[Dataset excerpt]
════════════════════

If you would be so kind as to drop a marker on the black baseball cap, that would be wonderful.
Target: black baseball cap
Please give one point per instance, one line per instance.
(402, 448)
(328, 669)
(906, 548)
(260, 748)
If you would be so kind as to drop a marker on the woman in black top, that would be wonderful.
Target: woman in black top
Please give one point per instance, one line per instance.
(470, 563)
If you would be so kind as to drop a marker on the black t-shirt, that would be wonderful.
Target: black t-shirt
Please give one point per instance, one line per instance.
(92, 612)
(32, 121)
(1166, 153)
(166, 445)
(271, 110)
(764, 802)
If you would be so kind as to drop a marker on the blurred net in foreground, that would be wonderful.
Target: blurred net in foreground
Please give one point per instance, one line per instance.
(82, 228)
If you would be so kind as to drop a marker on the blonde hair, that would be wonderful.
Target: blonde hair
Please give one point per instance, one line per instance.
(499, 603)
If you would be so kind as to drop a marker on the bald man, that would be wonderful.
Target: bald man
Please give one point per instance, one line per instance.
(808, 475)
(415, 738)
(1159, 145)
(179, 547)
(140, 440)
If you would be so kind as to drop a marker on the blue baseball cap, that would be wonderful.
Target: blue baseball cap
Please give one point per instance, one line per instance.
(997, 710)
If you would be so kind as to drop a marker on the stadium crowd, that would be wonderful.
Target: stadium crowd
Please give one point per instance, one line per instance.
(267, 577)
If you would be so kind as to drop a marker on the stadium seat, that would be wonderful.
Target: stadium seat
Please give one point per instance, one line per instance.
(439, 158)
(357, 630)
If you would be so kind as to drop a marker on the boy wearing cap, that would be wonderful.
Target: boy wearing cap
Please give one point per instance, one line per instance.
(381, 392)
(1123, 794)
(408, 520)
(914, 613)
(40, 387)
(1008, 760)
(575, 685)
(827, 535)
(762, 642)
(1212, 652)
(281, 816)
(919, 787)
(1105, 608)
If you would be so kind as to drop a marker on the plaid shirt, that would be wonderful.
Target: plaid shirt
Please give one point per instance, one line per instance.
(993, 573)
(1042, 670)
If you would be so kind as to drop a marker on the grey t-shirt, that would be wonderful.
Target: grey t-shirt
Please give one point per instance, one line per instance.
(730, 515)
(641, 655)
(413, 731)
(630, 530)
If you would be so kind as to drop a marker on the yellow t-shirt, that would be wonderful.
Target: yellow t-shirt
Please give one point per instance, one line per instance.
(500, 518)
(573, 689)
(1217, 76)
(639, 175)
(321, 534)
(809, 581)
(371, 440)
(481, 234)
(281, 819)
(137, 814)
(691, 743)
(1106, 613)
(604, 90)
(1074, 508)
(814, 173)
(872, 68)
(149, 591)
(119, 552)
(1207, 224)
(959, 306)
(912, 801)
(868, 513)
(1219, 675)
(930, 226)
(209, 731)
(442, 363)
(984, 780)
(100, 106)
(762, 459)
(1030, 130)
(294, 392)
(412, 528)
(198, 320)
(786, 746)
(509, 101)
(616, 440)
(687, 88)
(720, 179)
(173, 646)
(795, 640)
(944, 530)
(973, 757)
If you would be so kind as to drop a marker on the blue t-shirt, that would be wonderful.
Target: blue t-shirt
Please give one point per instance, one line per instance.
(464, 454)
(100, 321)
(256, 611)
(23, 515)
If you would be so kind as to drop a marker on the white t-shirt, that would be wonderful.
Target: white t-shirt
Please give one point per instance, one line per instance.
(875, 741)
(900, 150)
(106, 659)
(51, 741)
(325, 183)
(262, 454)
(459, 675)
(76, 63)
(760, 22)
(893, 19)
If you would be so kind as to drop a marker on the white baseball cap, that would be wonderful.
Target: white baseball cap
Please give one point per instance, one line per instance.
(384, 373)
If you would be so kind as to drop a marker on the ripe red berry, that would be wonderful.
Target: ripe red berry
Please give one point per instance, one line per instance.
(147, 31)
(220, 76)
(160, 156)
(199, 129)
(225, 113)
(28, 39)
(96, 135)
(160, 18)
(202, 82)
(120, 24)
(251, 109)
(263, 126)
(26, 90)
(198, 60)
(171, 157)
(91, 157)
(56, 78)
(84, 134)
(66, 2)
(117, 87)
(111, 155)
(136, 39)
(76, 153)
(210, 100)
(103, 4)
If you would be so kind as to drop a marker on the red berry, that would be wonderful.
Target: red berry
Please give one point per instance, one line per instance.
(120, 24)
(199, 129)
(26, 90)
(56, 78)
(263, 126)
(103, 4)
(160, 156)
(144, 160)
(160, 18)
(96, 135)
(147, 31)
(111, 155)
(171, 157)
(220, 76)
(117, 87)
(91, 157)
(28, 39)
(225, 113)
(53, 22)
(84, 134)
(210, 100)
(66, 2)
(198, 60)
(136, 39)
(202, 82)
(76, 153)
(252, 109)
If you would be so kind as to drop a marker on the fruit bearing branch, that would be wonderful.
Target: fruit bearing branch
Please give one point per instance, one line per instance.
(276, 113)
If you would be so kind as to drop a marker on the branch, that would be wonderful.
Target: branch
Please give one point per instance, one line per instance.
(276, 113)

════════════════════

- [What is needed]
Copy every entry above word for word, with no changes.

- [Output for this task]
If you would be so kind as to drop a marker on the black baseball cap, that would be wonderful.
Target: black baseball cap
Please give one point per instance, one line per instance.
(402, 448)
(328, 669)
(906, 548)
(260, 748)
If you would be so kind as to drop a marker on the woman in black top, that would be wonderful.
Target: woman in black top
Please give one point per instance, one line per instance.
(470, 563)
If you would be so kind as to drop a marker on the black t-shirt, that would be wonderful.
Target: black t-shirt
Please give one point per instance, one line per instance.
(92, 612)
(32, 121)
(1166, 153)
(166, 445)
(271, 110)
(764, 802)
If you would be so kind as to drop a marker on the blurred net in foreground, that would be wonderful.
Target: blurred net in foreground
Please give one point per instance, one line per instance.
(82, 228)
If you would be so kind as to drop a marker on the blonde hair, that would be wonderful.
Target: blonde hair
Please give one point per instance, one line per instance.
(499, 603)
If you would be so kind as to drop a marker on the bald man, that would be wonderful.
Target: bald man
Please give one point per instance, one line per instance.
(808, 475)
(415, 738)
(1159, 145)
(179, 547)
(140, 440)
If you would be so kind as to drop a marker on the blue baseball cap, that would be wonderful.
Target: blue baseball cap
Please give one point per instance, one line per instance.
(997, 710)
If you would be so kind as to drop a marker on the stadium crowd, that would be wonderful.
Target: stadium crowd
Please give one point per instance, one line per instance.
(267, 577)
If you would be so kind as to drop a marker on the stadium seat, that would be wonderful.
Target: stadium seat
Please give one point per instance, one line per instance.
(439, 158)
(357, 630)
If you would be so kind as to drop a marker on the boy wearing cap, that would be wonderful.
Target: boy wearing cap
Please give one point per instance, one line per instance.
(381, 392)
(1123, 794)
(408, 520)
(914, 613)
(40, 387)
(1008, 760)
(575, 685)
(827, 535)
(762, 642)
(1212, 652)
(281, 816)
(919, 787)
(1105, 608)
If you would be so kind as to drop a marker on the plaid shirt, that would be wonderful.
Target: plaid shirt
Please give one point per instance, one line per instance.
(993, 573)
(1042, 670)
If you would be so kind as to drop a marker on the grey t-shirt, that would be wonderful.
Target: grey t-shirt
Please give one point per instance, one line per instance.
(730, 515)
(641, 655)
(413, 731)
(630, 530)
If you would be so kind as to drop a marker on the yellow t-shirt, that would be wonderful.
Target: yellow t-shirt
Please give one point per instance, one line per instance.
(500, 518)
(573, 689)
(1217, 76)
(639, 175)
(321, 534)
(809, 581)
(371, 440)
(481, 234)
(281, 819)
(137, 814)
(691, 743)
(1106, 613)
(604, 90)
(1074, 508)
(814, 173)
(872, 68)
(149, 591)
(119, 552)
(1207, 224)
(959, 306)
(912, 801)
(868, 513)
(1219, 675)
(930, 226)
(209, 731)
(442, 363)
(984, 780)
(100, 106)
(762, 459)
(1030, 130)
(294, 392)
(412, 528)
(198, 320)
(786, 746)
(509, 101)
(616, 440)
(687, 88)
(720, 179)
(173, 646)
(795, 640)
(944, 530)
(973, 757)
If you would be so kind as to drop a marker on the blue t-shirt, that would be wonderful.
Target: blue t-shirt
Please give one point per instance, one line per instance.
(464, 454)
(100, 321)
(256, 611)
(23, 515)
If you would be so kind as to drop a marker on the white t-shirt, that would be wonderful.
Target: white t-shirt
Please give one point per instance, one line per instance.
(875, 741)
(900, 150)
(106, 659)
(51, 741)
(325, 183)
(262, 454)
(459, 675)
(76, 63)
(760, 22)
(893, 19)
If you would be so kind as to drop a marker on the white baseball cap, that would be wonderful.
Target: white baseball cap
Please give one point per instance, one line per instance.
(384, 373)
If you would be so kind as to drop a marker on the ripe red berry, that would be wonderful.
Target: ripe red berry
Please give one point per instance, one line per instance.
(147, 31)
(220, 76)
(160, 156)
(199, 129)
(225, 113)
(28, 39)
(96, 135)
(160, 18)
(202, 82)
(120, 24)
(251, 109)
(263, 126)
(26, 90)
(198, 60)
(171, 157)
(91, 157)
(56, 78)
(84, 134)
(66, 2)
(117, 87)
(111, 155)
(136, 39)
(76, 153)
(210, 100)
(103, 4)
If you would be so kind as to drop a marker on the red berry, that would be wonderful.
Target: red berry
Please give one point per instance, one line per instance.
(120, 24)
(199, 129)
(26, 90)
(56, 78)
(263, 126)
(103, 4)
(160, 156)
(144, 160)
(160, 18)
(96, 135)
(147, 31)
(111, 155)
(171, 157)
(220, 76)
(117, 87)
(91, 157)
(28, 39)
(225, 113)
(53, 22)
(84, 134)
(210, 100)
(66, 2)
(198, 60)
(136, 39)
(202, 82)
(76, 153)
(252, 109)
If you would be so kind as to drop a marker on the fruit bearing branch, that would be wonderful.
Target: fruit bearing branch
Please give one point per instance, one line per instance.
(276, 113)
If you would be so kind as to drop a marker on the branch, that would be wonderful.
Target: branch
Please give one point per instance, one line per instance.
(276, 113)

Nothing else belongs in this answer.